• SHORT PROBLEM A:
Answer these questions about the DOC NYC text:
(i) How many feature length documentaries did DOC NYC 2023 select?
(ii) What record number of industry representatives did the festival attract?
(iii) Which two countries does the border in At the Border separate?

• TEXT PASSAGE:
DOC NYC has remained the largest and most important North American documentary festival. Held in person this year from November 8th to the 16th alongside streaming selected productions from the 8th to the 26th, DOC NYC once again displays its well-earned reputation for excellent curatorial program choices reiterated by the significant number of featured documentaries that have nominated for and received Oscars. DOC NYC 2023 selected 114 feature length documentaries and 129 short films. The program included 33 world and 29 US premieres. This year’s DOC NYC had a 5% increase in in-person attendance compared to 2022, and this expansion was epitomized by fifty sold out screenings and the growing nationwide on-line audience.  The festival attracted a record number of 1,000 industry representatives including film makers.  Among the major sponsors and signature media this year were A&E, Netflix, HBO, National Geographic as well as New York, WNET, the New Republic and WNYC. The other supporters were Bloomberg Philanthropies, Hulu, NBC, Amazon, and Ford Foundation Just Films to name but a few. Below are reviews of two extraordinary documentaries.

AT THE BORDER (Come as You Are) (2023)

This Venezuelan US coproduction by Braulio Jatar and Anaïs Michael world premiered at the festival with an impressive yet subdued portrayal of survival on the frontier separating Venezuela and Colombia. It presents a low-key documentation, bordering on ethnography, of the everyday life of two young men earning their living as smugglers (Coyotes) in the dangerous border area of Colombia and Venezuela. Español and Barrabas survive despite the dangers surrounding them from corrupt officers of the law, armed gangs, and natural disasters. Their income is unpredictable and based on escorting individuals or families migrating from Venezuela to Columbia or bringing back market merchandise strapped on their backs to the progressively impoverished Venezuela on the other side of the border.

• SHORT PROBLEM B: How many lines in the rows contain the word "jacket"? Reply with the number alone.

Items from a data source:

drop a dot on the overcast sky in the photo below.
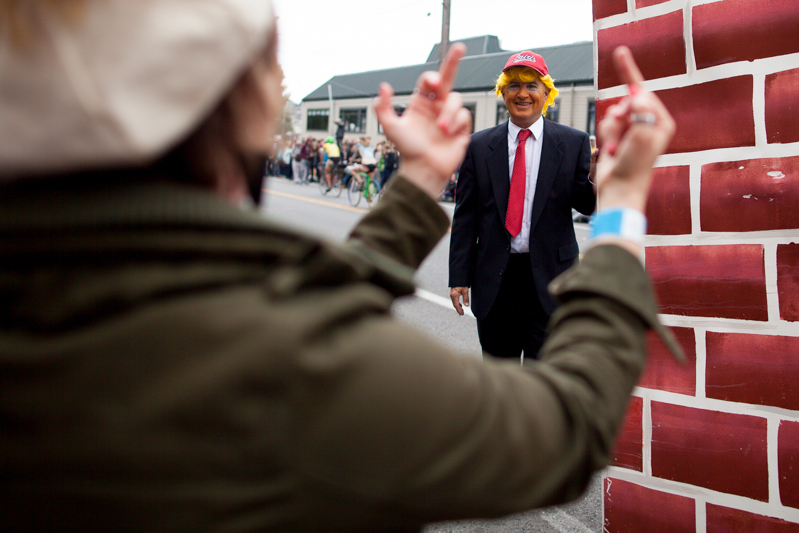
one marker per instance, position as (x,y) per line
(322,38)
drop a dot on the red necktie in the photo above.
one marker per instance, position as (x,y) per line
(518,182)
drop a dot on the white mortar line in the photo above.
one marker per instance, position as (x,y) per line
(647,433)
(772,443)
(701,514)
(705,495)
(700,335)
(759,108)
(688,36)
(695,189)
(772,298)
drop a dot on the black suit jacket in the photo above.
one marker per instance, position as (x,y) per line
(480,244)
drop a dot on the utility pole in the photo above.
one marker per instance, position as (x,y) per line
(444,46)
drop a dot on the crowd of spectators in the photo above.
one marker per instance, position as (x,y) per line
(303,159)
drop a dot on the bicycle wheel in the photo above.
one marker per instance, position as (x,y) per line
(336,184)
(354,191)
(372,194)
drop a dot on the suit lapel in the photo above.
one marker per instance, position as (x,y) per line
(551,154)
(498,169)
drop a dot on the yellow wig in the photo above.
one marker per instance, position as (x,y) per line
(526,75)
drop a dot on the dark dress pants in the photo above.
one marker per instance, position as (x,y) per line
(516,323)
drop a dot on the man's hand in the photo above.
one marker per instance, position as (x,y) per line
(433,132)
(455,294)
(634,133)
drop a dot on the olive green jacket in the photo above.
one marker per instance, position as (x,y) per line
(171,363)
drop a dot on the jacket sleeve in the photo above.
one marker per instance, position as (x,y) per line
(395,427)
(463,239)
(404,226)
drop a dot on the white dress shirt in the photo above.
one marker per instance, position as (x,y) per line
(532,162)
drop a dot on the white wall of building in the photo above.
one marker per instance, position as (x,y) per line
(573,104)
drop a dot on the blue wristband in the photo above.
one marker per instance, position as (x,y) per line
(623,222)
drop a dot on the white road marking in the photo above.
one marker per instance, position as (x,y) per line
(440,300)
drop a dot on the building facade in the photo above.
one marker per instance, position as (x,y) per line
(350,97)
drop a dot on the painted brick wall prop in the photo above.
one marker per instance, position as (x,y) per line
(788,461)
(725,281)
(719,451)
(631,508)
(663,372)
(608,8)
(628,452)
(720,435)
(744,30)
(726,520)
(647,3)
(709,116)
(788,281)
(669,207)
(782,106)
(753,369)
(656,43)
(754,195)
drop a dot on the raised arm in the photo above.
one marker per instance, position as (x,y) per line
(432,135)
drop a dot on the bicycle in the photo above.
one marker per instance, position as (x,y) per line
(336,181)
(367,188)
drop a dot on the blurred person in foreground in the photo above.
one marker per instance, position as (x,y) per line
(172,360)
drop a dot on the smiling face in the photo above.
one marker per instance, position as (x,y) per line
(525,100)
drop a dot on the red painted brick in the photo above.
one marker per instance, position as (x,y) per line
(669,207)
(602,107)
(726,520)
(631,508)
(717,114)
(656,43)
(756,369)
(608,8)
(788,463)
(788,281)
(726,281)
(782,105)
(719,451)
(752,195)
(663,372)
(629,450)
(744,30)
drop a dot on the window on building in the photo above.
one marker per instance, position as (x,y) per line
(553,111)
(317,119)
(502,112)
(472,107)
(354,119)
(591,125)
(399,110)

==

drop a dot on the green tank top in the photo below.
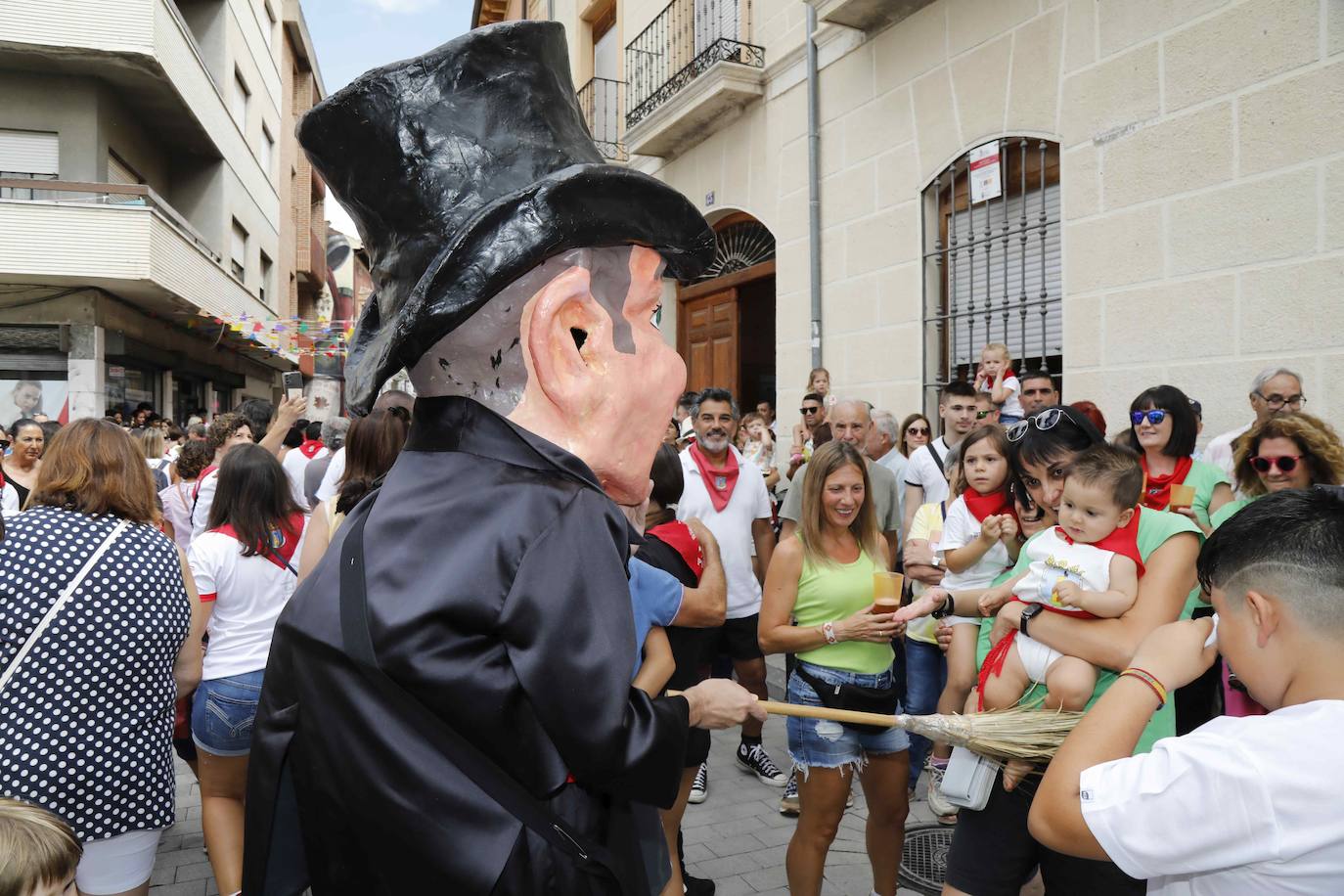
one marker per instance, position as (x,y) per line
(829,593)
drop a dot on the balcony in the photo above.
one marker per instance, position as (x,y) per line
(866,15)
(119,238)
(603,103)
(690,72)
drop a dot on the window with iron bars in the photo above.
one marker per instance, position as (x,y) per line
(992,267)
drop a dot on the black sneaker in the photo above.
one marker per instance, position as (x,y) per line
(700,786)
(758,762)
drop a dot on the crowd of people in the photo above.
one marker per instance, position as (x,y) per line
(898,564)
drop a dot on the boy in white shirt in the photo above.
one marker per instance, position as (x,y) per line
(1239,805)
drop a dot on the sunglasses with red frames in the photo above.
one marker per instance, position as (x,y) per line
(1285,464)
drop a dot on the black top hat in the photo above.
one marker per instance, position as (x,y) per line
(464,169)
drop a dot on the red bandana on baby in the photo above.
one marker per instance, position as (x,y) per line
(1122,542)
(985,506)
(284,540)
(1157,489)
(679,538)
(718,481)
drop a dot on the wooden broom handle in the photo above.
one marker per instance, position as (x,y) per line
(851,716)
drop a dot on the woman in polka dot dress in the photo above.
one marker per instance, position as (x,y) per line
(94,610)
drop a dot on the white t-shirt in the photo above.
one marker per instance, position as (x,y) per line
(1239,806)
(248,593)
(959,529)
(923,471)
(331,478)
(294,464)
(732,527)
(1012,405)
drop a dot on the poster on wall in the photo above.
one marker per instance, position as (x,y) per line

• TASK RESPONSE A:
(i) 114
(ii) 1,000
(iii) Venezuela and Colombia

• TASK RESPONSE B: 3